§ **Brief A**: According to the parenting guide on teens with type 1 diabetes, what is it natural for there to be between parents and teens?
§ **Brief B**: Update the section of the parenting guide on teens with type 1 diabetes that begins at "Six Important Facts" and stops after "their parents permit.", putting "a chronic condition" in place of "diabetes".

Six Important Facts
Every Parent with a Type 1 Teen Should Know
1. No, this isn't easy
Even when they don't have diabetes, parenting teens can be tough. Teens are in that quirky stage of being "almost-adults". They may be quite convinced that they are smart and mature enough already, but they don't yet having the skills, experience and understanding truly necessary for being a responsible adult. This often leads to conflicts between parents, who want to protect their teens and help them take better care of themselves, and teens, who often feel like they are being treated like a child and want to be more independent than their parents permit.
So the stage is set for an old fashioned tug-of-war. Sometimes the battle occurs around the little things, and sometimes over the big things as well. Sometimes it is hard to predict where or when a conflict will arise. And having a teen with type 1 diabetes makes things even more complicated; the stakes are high and the consequences of poor teen behavior can be serious. Parents often ask:
- How much independence can my teen handle?
- When do I need to set a firm limit and how do I do it successfully without a battle?
- Why can't my teen understand that I am only trying to help?
- How can my spouse or partner and I figure out how to agree on how to manage our teen?
- What effect is all of this having on my other children?
These are tough questions, and there are no easy answers. No wonder that parents can become so stressed out! So if this is how you feel, please remember that most parents with a teen with type 1 diabetes feel the same way. You aren't alone!
2. Teen brains are not like adult brains
Regardless what teens say, teens do not think the way adults do, simply because they are teens and their brains have not reached maturity. Teens tend to not consider longer-term consequences (so they aren't too worried about the possibility of long-term complications from diabetes), they live more in the here and now and they may not have a reasonable or consistent perspective on the future.
They are less able than adults to delay getting what they want, and they tend to be much more emotionally reactive and emotionally variable than adults. All of this is normal and is a biological result of growing through the teen years. So if your teen acts like this, remember that it is simply part of being a teen.
3. Conflict is to be expected
It is natural for there to be ongoing struggles and conflicts between parents and teens about independence, planning ahead and managing escalating feelings. These are NORMAL parts of most parent-teen relationships. Teens often over-respond emotionally to parent limits, suggestions and wishes, and they often do so unexpectedly. Sometimes, even a small suggestion provokes a huge response; and sometimes the same suggestion leads to no response. It can be very hard to predict what will happen and when.
The trick is not to take these conflicts and battles personally: they are not a reflection of your adequacy as a parent, and they have nothing to do with your teen's maturity, intelligence, or health.
4. Trying to improve your teen's attitude about diabetes is almost impossible
If your teen doesn't seem to have a "good" attitude about diabetes (for example, perhaps he/she doesn't seem worried enough about long-term complications), please understand that your teen is unlikely to suddenly change his/her attitude. No matter how much you might want this to happen, your teen will not start to like diabetes or suddenly worry about it as much as you do.
Most likely, your teen is more interested in and worried about other things—like friends, sports, popularity, clothes, and just wanting to be like everyone else. Don't expect this to change anytime soon! And remember that this is not a shortcoming of your teen in particular; it is the natural way that teens think!

[Point-per-instance localization data]
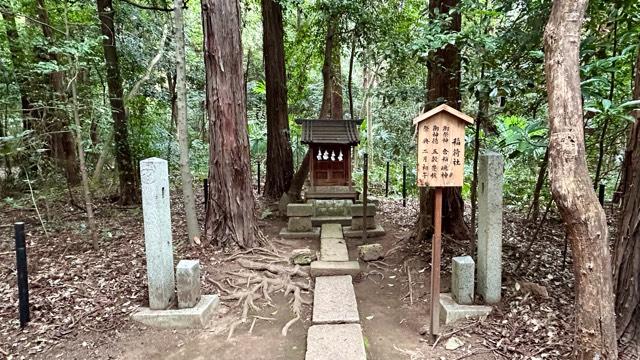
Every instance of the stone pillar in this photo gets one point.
(188, 283)
(299, 217)
(154, 176)
(490, 226)
(462, 279)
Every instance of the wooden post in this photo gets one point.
(23, 277)
(365, 189)
(206, 194)
(435, 263)
(258, 176)
(404, 185)
(386, 186)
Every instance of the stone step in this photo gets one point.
(377, 232)
(333, 249)
(334, 301)
(333, 342)
(321, 220)
(313, 234)
(331, 231)
(331, 268)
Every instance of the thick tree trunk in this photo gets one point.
(626, 269)
(60, 139)
(331, 107)
(443, 86)
(231, 214)
(193, 229)
(279, 155)
(572, 188)
(128, 191)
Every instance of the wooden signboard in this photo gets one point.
(441, 147)
(440, 164)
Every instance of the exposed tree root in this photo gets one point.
(263, 277)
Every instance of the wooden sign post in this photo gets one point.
(440, 164)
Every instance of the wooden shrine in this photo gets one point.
(440, 164)
(330, 144)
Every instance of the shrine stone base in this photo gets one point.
(450, 311)
(190, 318)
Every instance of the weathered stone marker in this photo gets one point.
(188, 283)
(154, 176)
(462, 282)
(490, 226)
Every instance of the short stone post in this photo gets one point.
(299, 217)
(188, 283)
(358, 213)
(154, 176)
(462, 279)
(490, 226)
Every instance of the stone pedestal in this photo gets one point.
(490, 226)
(188, 283)
(462, 279)
(154, 176)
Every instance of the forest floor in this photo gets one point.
(81, 299)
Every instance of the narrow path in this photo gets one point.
(336, 332)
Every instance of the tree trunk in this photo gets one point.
(128, 191)
(443, 86)
(626, 269)
(331, 107)
(279, 155)
(231, 214)
(60, 139)
(534, 210)
(572, 188)
(193, 229)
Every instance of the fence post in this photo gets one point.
(23, 277)
(404, 185)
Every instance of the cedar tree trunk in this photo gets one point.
(279, 155)
(193, 229)
(443, 86)
(595, 336)
(128, 190)
(231, 213)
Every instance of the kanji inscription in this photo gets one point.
(441, 148)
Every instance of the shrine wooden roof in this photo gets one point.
(330, 131)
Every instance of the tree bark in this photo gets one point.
(231, 214)
(331, 107)
(626, 269)
(193, 229)
(127, 185)
(534, 210)
(443, 86)
(572, 188)
(279, 155)
(60, 139)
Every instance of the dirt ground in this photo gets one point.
(81, 299)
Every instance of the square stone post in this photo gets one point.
(462, 279)
(158, 245)
(490, 226)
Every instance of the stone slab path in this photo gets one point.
(335, 301)
(336, 332)
(333, 342)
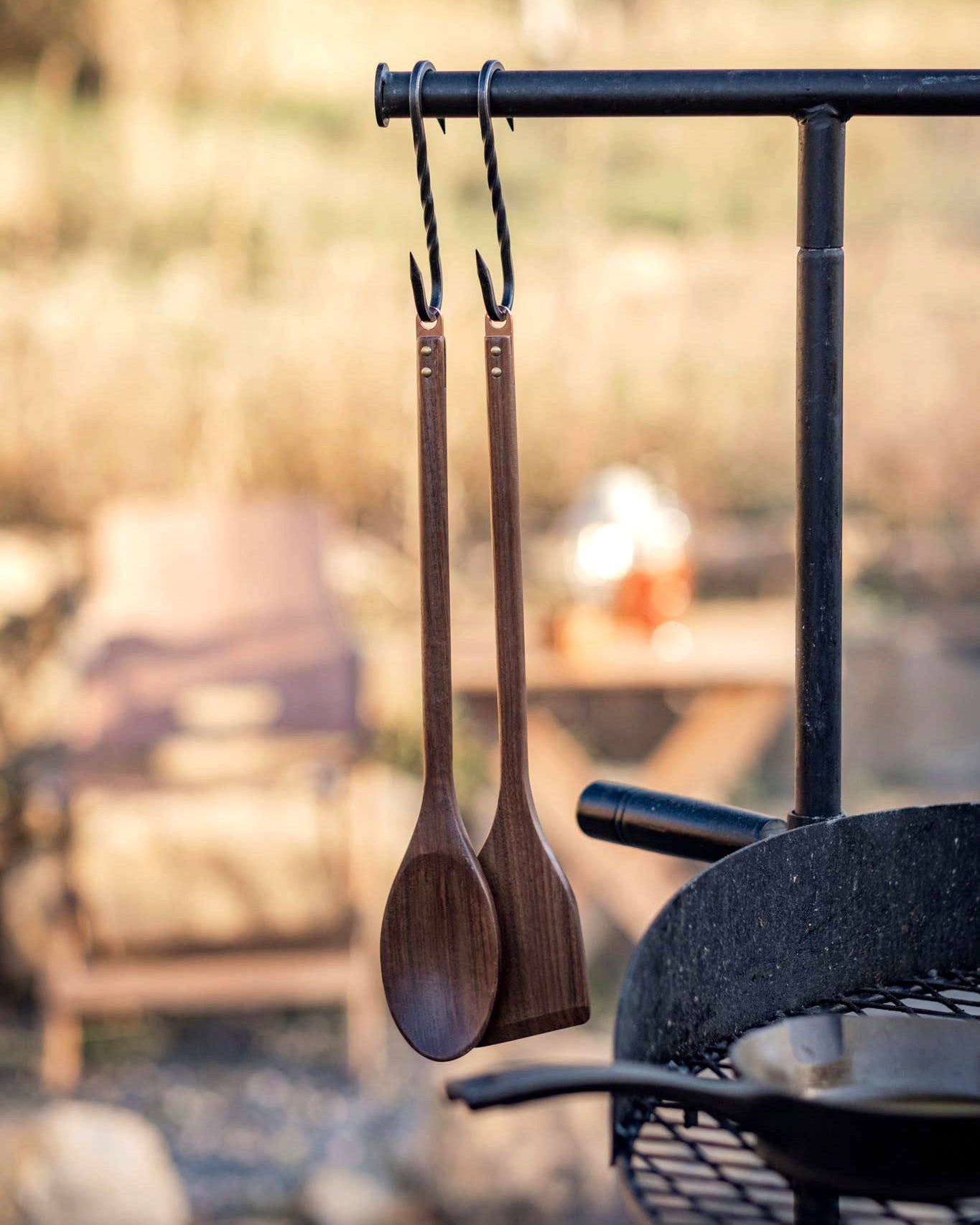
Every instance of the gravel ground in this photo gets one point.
(249, 1105)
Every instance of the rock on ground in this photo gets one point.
(88, 1165)
(340, 1196)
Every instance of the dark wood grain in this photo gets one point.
(440, 945)
(543, 982)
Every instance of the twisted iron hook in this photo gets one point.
(498, 312)
(428, 312)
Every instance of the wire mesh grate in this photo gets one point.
(692, 1169)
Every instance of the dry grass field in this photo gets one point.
(204, 264)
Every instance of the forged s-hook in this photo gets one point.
(498, 312)
(428, 312)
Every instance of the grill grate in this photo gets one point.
(686, 1170)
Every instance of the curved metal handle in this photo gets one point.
(739, 1100)
(671, 824)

§ **Response area A**: Ongoing struggles and conflicts about independence, planning ahead and managing escalating feelings.

§ **Response area B**:
Six Important Facts
Every Parent with a Type 1 Teen Should Know
1. No, this isn't easy
Even when they don't have a chronic condition, parenting teens can be tough. Teens are in that quirky stage of being "almost-adults". They may be quite convinced that they are smart and mature enough already, but they don't yet having the skills, experience and understanding truly necessary for being a responsible adult. This often leads to conflicts between parents, who want to protect their teens and help them take better care of themselves, and teens, who often feel like they are being treated like a child and want to be more independent than their parents permit.